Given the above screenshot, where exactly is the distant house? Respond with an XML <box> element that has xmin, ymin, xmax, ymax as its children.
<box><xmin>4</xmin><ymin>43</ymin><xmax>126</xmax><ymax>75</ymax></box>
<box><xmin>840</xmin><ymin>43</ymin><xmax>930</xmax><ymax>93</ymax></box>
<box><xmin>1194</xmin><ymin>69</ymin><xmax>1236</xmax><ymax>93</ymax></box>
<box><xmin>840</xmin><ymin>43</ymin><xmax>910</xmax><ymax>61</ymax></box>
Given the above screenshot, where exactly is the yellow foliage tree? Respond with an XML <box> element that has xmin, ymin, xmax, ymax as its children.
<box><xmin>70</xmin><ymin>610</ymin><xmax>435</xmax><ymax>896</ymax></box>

> [Work instructions] Reproduce all of the records above verbatim, omitting none of them.

> [Response to the exercise]
Given the above screenshot, where exactly is the distant house? Respond with an XML <box> element that has xmin, ymin, xmax, ymax as its children.
<box><xmin>4</xmin><ymin>43</ymin><xmax>126</xmax><ymax>75</ymax></box>
<box><xmin>840</xmin><ymin>43</ymin><xmax>930</xmax><ymax>93</ymax></box>
<box><xmin>1194</xmin><ymin>69</ymin><xmax>1236</xmax><ymax>93</ymax></box>
<box><xmin>840</xmin><ymin>43</ymin><xmax>910</xmax><ymax>61</ymax></box>
Given the above screenshot, where exactly is the yellow foliage tree? Respond with an XML <box> element that has xmin, ymin, xmax, ymax as its children.
<box><xmin>70</xmin><ymin>610</ymin><xmax>435</xmax><ymax>896</ymax></box>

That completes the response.